WRITTEN REQUEST
Reproduce the lines of every item below word for word, omitting the pictures.

ENTRIES SUPPLIED
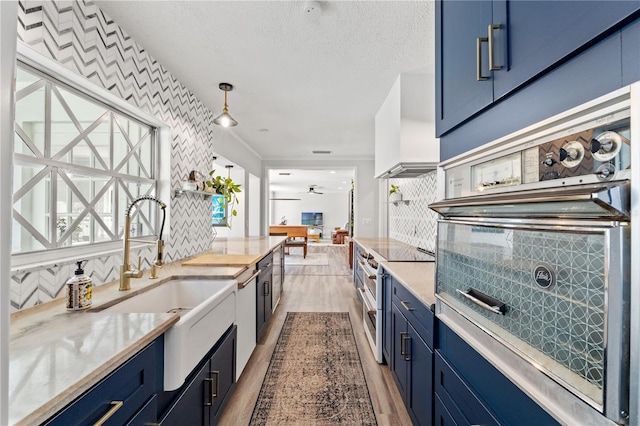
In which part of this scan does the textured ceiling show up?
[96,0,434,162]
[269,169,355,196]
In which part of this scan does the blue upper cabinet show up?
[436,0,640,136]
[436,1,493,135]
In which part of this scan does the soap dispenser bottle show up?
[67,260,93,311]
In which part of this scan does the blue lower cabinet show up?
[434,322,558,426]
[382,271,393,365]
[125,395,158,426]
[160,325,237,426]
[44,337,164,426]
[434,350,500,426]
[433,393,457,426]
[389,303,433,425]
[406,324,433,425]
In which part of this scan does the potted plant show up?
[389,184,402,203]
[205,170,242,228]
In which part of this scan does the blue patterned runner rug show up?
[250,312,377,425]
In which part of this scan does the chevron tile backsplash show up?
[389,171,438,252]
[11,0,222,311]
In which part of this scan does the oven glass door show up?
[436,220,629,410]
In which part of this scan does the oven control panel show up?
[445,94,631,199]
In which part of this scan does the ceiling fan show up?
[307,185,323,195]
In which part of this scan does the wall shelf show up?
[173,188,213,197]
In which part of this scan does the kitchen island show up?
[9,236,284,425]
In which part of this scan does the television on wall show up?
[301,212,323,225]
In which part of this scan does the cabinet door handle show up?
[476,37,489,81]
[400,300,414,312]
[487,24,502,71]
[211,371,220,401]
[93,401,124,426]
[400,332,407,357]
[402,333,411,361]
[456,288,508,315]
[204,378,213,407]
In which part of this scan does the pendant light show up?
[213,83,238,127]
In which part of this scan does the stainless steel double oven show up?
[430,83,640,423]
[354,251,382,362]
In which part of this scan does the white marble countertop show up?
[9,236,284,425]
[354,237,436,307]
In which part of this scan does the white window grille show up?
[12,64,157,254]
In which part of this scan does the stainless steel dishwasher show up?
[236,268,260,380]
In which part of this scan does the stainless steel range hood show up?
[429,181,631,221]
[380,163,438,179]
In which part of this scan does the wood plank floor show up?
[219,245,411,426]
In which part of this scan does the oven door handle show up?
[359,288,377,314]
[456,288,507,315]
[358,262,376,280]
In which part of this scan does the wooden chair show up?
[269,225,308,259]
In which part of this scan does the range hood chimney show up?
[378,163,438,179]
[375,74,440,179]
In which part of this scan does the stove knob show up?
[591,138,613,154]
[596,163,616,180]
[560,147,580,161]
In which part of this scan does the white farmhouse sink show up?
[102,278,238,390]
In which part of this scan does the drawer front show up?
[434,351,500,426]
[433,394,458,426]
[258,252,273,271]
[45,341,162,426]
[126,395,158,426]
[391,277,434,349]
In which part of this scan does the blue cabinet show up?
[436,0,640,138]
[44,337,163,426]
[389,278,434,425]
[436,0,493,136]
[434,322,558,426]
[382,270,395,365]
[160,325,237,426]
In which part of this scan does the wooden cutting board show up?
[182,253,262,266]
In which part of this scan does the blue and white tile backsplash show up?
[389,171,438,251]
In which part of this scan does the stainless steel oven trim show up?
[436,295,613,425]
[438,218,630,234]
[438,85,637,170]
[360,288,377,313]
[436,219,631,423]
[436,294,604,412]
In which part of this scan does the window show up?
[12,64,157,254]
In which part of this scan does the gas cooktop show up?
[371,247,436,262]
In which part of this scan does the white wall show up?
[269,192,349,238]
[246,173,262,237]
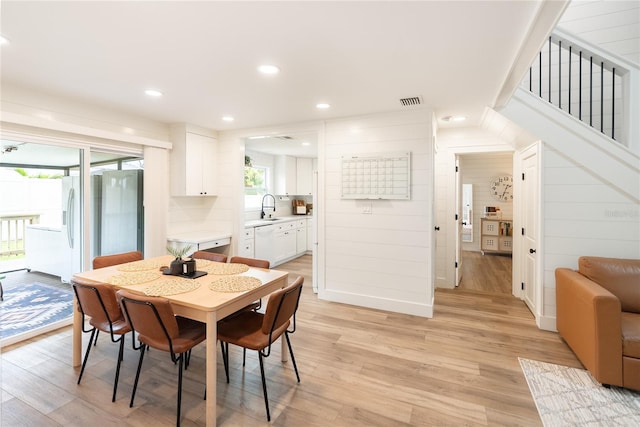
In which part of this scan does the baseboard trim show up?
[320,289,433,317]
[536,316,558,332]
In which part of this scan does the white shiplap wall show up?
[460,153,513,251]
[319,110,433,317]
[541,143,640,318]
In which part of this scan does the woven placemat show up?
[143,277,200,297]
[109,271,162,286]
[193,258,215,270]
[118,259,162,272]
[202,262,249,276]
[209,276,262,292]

FINISHED ANSWER
In which part of this scan does the textured ceiling show up?
[96,0,434,162]
[269,169,355,196]
In which part of this scan does the blue upper cabinet show up?
[436,0,640,136]
[436,1,493,135]
In which part of this scan does the soap dispenser bottle show up?
[67,260,93,311]
In which part of this scan does the blue lower cabinet show up?
[434,322,558,426]
[382,271,393,365]
[125,395,158,426]
[160,325,237,426]
[44,337,164,426]
[434,350,500,426]
[433,393,457,426]
[389,303,433,425]
[406,324,433,425]
In which part of this scan does the potted plant show up?
[389,184,402,203]
[205,170,242,228]
In which part of this scan does the blue patterned runner rug show up?
[250,312,377,425]
In which part of this scan does the chevron tile backsplash show up?
[389,171,438,252]
[11,0,222,311]
In which part of this scan does the oven glass door show up?
[436,220,629,410]
In which part of this scan does the oven control panel show up?
[445,94,631,199]
In which part of this scan does the ceiling fan show up?
[307,185,323,195]
In which part of this scan does the wall shelf show up?
[173,188,213,197]
In which part of this scan does the kitchen island show up?
[9,236,284,425]
In which part of this scan does the television on wall show up?
[301,212,323,225]
In which part of this scan does the cabinet door handle show up?
[476,37,489,81]
[400,300,414,312]
[487,24,502,71]
[211,371,220,401]
[93,401,124,426]
[400,332,407,357]
[402,333,411,361]
[456,288,508,315]
[204,378,213,407]
In which part of this scan does the pendant light show up?
[213,83,238,127]
In which part of this scan does the stainless steel double oven show up?
[430,83,640,423]
[354,251,382,362]
In which part of this scan does the white marble countertop show up?
[9,236,284,425]
[354,237,436,307]
In which part of this scan does the white window grille show up?
[12,64,157,254]
In which part of this scan does the stainless steel dishwasher show up?
[236,268,260,380]
In which part of this scan does the stainless steel range hood show up?
[429,181,631,221]
[380,163,438,179]
In which part of this scan does the wood plank floor show up?
[219,245,411,426]
In which part of this scan does the oven door handle show up?
[359,288,377,314]
[456,288,507,315]
[358,262,376,280]
In which part of this scan does the wooden chair show up?
[269,225,308,259]
In which part of this scan does the range hood chimney show up?
[378,163,438,179]
[375,74,440,179]
In which part of this scan does the stove knob show up?
[591,138,613,154]
[596,163,616,180]
[560,147,580,161]
In which part of this scan does the white farmhouse sink show up?
[102,278,238,390]
In which part of this scan does the drawer front show up?
[434,351,500,426]
[433,394,458,426]
[258,252,273,271]
[45,341,162,426]
[126,395,158,426]
[391,277,434,349]
In which part of this scan does the blue cabinet show up?
[436,0,640,138]
[44,337,163,426]
[389,278,434,425]
[436,0,493,136]
[434,322,558,426]
[382,270,395,365]
[160,325,237,426]
In which part of this scan does the wooden cutting board show up?
[182,253,262,266]
In which part of this scan does the blue and white tile backsplash show up?
[389,171,438,251]
In which part of this scan does the stainless steel oven trim show up?
[436,295,613,425]
[438,218,630,234]
[438,85,637,170]
[360,288,377,313]
[436,219,631,423]
[436,294,604,412]
In which part of this scan does the window show up?
[12,64,157,254]
In which part of this scan does the gas cooktop show up?
[371,247,436,262]
In which part of this scan does the white wall show up?
[269,192,349,238]
[246,173,262,237]
In which part of this scan does the baseboard trim show up?
[320,289,433,317]
[536,316,558,332]
In which part of this scan does the white shiplap wall show up?
[460,153,513,251]
[319,110,433,317]
[541,143,640,318]
In which part of this scan does the woven placemat show up?
[143,277,200,297]
[109,271,162,286]
[193,258,215,270]
[118,259,162,272]
[202,262,249,276]
[209,276,262,292]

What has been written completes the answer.